• **Okunacak Metin**
------------------------------------------------------------------------

Öte yandan 2011'den bu yanda istikrarlı bir şekilde oy oranını artıran ve kurulan tüm hükümetlerde koalisyon ortağı olan Nahda Hareketi’nin siyaseten daha özgüvenli bir noktaya gelmesi ise şaşırtıcı görünmüyor. Ancak Tunus siyaseti açısından asıl önemli husus, Nahda Hareketi'nin bugüne kadar arka planda kalarak tansiyonu düşük tutmayı hedefleyen politikasında revizyona gitmesi.
Tunus’ta Körfez kartı
Hal böyle olunca Nahda’ya yönelik eski iddialar da yeniden alevlendi. Bu iddiaların temelinde de Nahda Hareketi'nin gizli askeri bir örgütlenmeye sahip olduğu, ülkedeki siyasi suikastların ve saldırıların arkasında olduğu suçlamaları bulunuyor. 2013 yılında muhalif siyasetçiler Şükri Belaid ve Muhammed Brahimi’nin suikasta kurban gitmesinden beri bu iddialar dile getirilmekte. En son Aralık 2018’de bu suikast davalarını üstlenen Belaid ve Brahimi Savunma Komisyonu doğrudan Nahda Hareketini suçlamış ve partinin kapatılması için dava başvurusunda bulunacaklarını açıklamıştı.
Bu suçlamaların ardından ise dönemin iki önemli ismi –dönemin başbakanı ve cumhurbaşkanından- açıklamalar geldi. Eski Başbakan Hammadi Cibali, Radio Med’e verdiği röportajda BAE’nin Tunus’ta demokrasiyi sabote ettiğini ve 2013’te gerçekleşen Şükri Belaid suikastında rol oynadığını öne sürdü. Aynı röportajda Cibali, BAE’nin Nahda’yı iktidardan indirmek ve Tunus’ta demokratikleştirmeyi durdurmak adına ülkedeki bazı odaklara finans sağladığına da iddia etti. Eski Cumhurbaşkanı Munsif Merzuki de Ocak 2019’da BAE ve Suudi Arabistan’ın Tunus’ta eski rejimi yeniden iktidara taşımayı hedefleyen şebekenin bir parçası olduklarını ifade etti. Merzuki meclisteki 214 koltuğun 68’ine sahip olan Nahda Hareketi'nin ülkede gizli şebekelere sahip olduğu iddialarının sahibinin, Nahda’yı seçim yarışının dışına itmek isteyen dış aktörler olduğunu da söyledi.

------------------------------------------------------------------------

• **Veri Kümesi İçeriği**
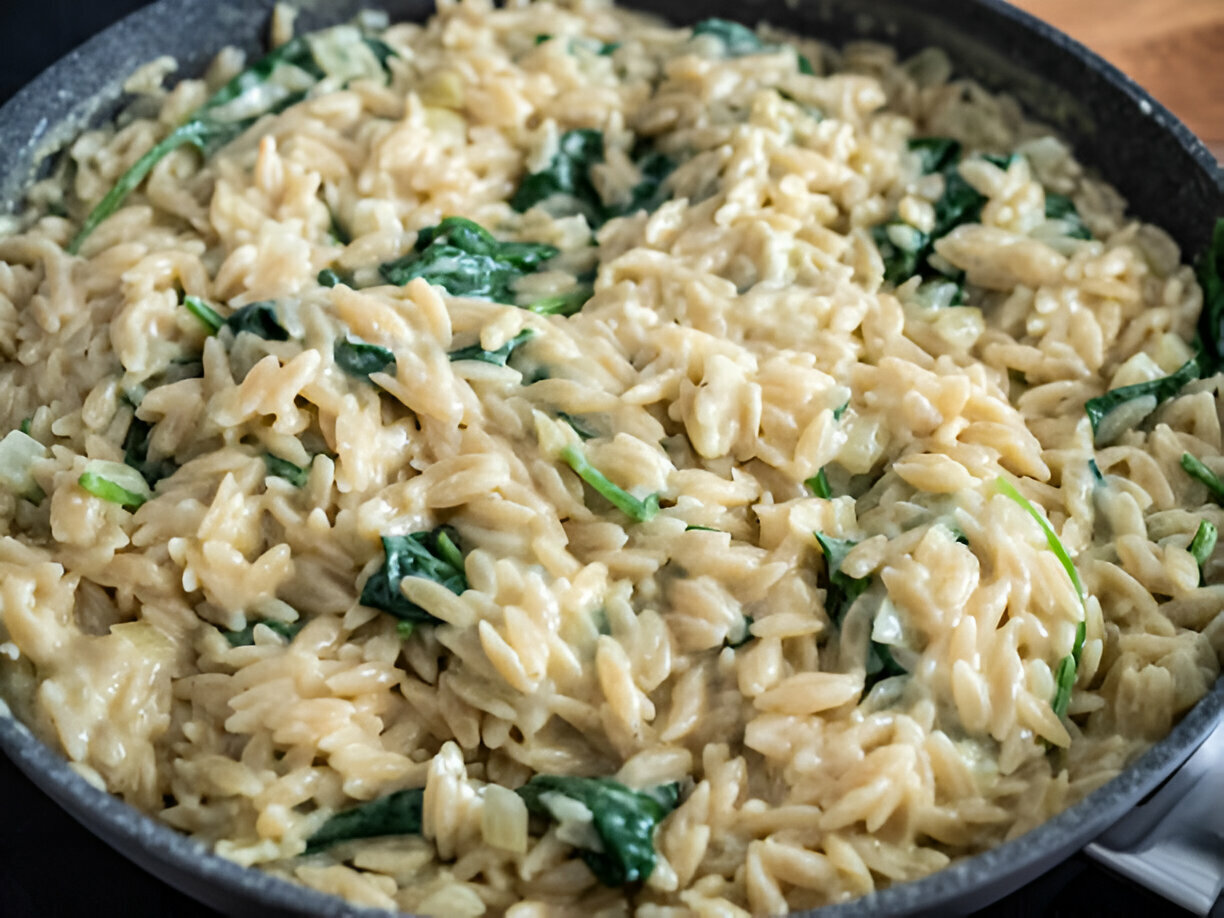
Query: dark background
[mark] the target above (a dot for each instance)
(50, 867)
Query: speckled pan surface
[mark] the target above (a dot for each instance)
(1165, 173)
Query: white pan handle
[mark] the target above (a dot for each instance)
(1173, 843)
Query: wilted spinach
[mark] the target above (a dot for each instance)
(623, 820)
(359, 358)
(500, 356)
(432, 555)
(398, 813)
(245, 638)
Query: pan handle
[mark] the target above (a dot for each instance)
(1173, 842)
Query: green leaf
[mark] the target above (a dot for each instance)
(935, 153)
(1209, 269)
(841, 590)
(432, 555)
(198, 134)
(579, 427)
(819, 485)
(245, 638)
(497, 358)
(902, 247)
(623, 820)
(465, 260)
(1066, 670)
(566, 185)
(1060, 207)
(650, 191)
(359, 358)
(640, 511)
(398, 813)
(1064, 681)
(737, 41)
(1202, 546)
(331, 277)
(1162, 389)
(295, 475)
(880, 665)
(136, 453)
(203, 130)
(257, 318)
(959, 205)
(1197, 470)
(115, 482)
(1007, 490)
(568, 173)
(206, 313)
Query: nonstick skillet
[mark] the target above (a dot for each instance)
(1116, 129)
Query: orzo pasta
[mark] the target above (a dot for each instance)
(546, 458)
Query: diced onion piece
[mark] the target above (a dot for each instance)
(18, 452)
(115, 482)
(343, 54)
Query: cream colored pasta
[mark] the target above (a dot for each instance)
(739, 340)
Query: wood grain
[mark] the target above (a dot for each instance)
(1171, 48)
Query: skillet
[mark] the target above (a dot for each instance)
(1115, 127)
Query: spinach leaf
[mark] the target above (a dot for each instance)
(567, 184)
(563, 304)
(1197, 470)
(398, 813)
(640, 511)
(902, 247)
(579, 427)
(136, 453)
(935, 153)
(841, 590)
(1157, 391)
(905, 249)
(245, 638)
(959, 205)
(432, 555)
(115, 482)
(650, 192)
(211, 127)
(1060, 207)
(737, 41)
(623, 820)
(359, 358)
(295, 475)
(331, 277)
(1209, 269)
(568, 173)
(206, 313)
(1202, 546)
(258, 318)
(497, 358)
(1065, 673)
(880, 665)
(819, 485)
(466, 260)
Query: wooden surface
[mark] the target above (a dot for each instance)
(1171, 48)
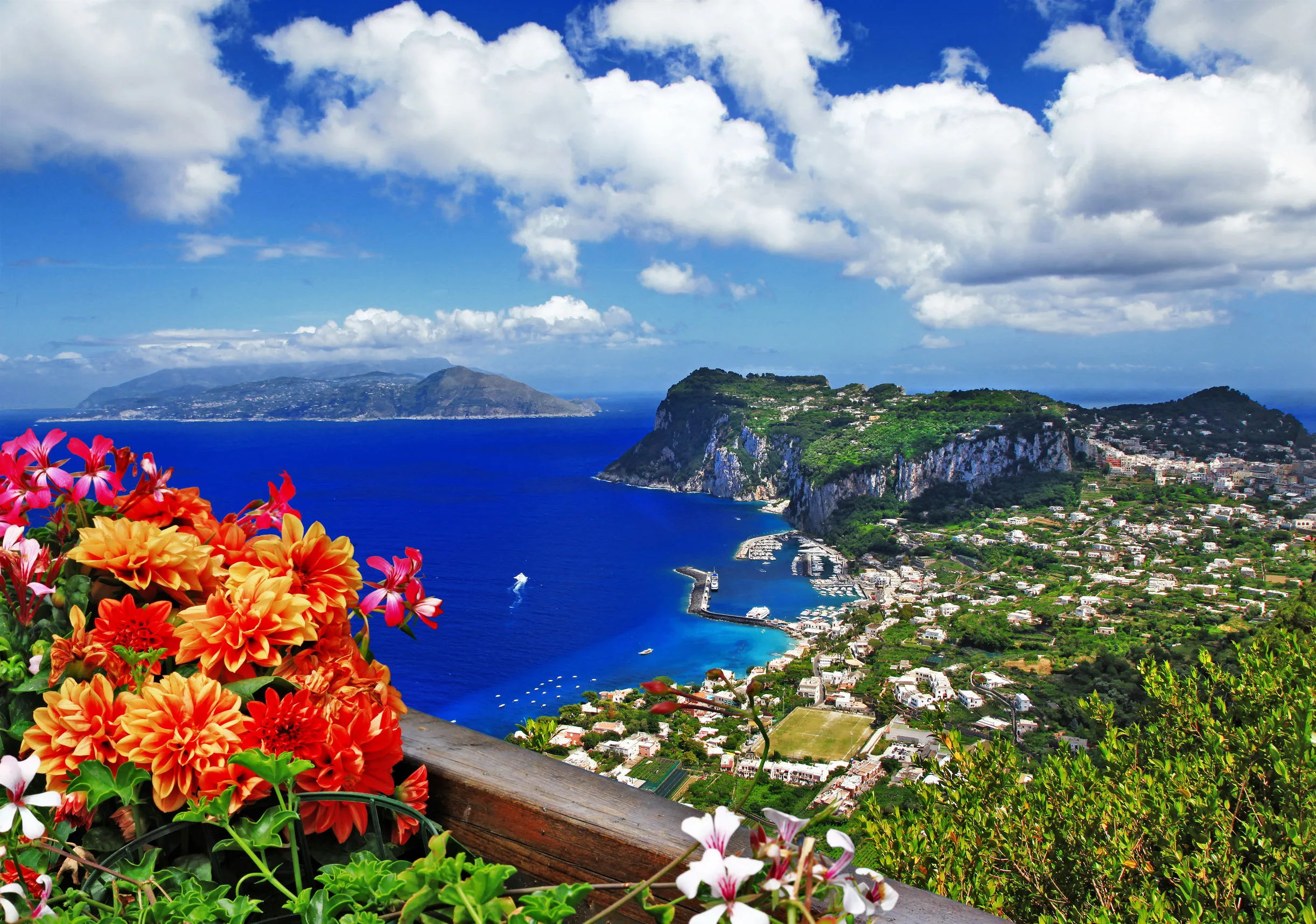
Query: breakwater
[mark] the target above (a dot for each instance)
(699, 596)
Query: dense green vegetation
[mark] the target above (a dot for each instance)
(856, 527)
(1205, 814)
(837, 431)
(1215, 421)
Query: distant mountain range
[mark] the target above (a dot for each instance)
(324, 393)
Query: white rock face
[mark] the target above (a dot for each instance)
(745, 466)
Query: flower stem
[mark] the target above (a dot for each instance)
(260, 864)
(644, 885)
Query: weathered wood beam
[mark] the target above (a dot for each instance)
(557, 823)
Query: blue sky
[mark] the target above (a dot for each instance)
(1090, 199)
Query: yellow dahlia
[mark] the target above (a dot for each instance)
(321, 569)
(245, 623)
(143, 555)
(78, 723)
(179, 729)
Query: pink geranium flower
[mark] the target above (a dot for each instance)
(39, 458)
(96, 474)
(424, 607)
(393, 589)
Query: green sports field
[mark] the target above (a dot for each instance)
(652, 769)
(822, 735)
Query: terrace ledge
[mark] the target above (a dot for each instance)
(557, 823)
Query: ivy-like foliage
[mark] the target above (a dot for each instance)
(1206, 814)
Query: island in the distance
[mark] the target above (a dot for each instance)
(453, 393)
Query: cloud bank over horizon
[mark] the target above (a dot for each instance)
(1142, 202)
(366, 335)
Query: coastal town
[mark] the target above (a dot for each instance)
(992, 626)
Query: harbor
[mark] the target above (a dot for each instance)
(699, 599)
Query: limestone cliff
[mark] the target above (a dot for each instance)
(741, 440)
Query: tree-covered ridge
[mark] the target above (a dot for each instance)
(1203, 814)
(836, 430)
(1206, 423)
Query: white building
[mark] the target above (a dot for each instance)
(970, 699)
(578, 759)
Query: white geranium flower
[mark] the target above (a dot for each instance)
(16, 776)
(724, 876)
(712, 831)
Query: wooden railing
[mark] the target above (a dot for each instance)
(557, 823)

------------------------------------------------------------------------

• **Yapılacak İş**
Nahda Hareketi hakkındaki metne göre aşağıdaki soruları yanıtlayın.
1. 2013 yılında suikaste kurban giden muhalif siyasetçiler kimlerdir?
2. Eski Başbakan Hammadi Cibali röportajını hangi kuruluşa vermiştir?
3. Nahda Hareketi meclisteki 214 koltuğun kaçına sahiptir?

• **Çıktı**
1. Şükri Belaid ve Muhammed Brahimi.
2. Radio Med.
3. 68.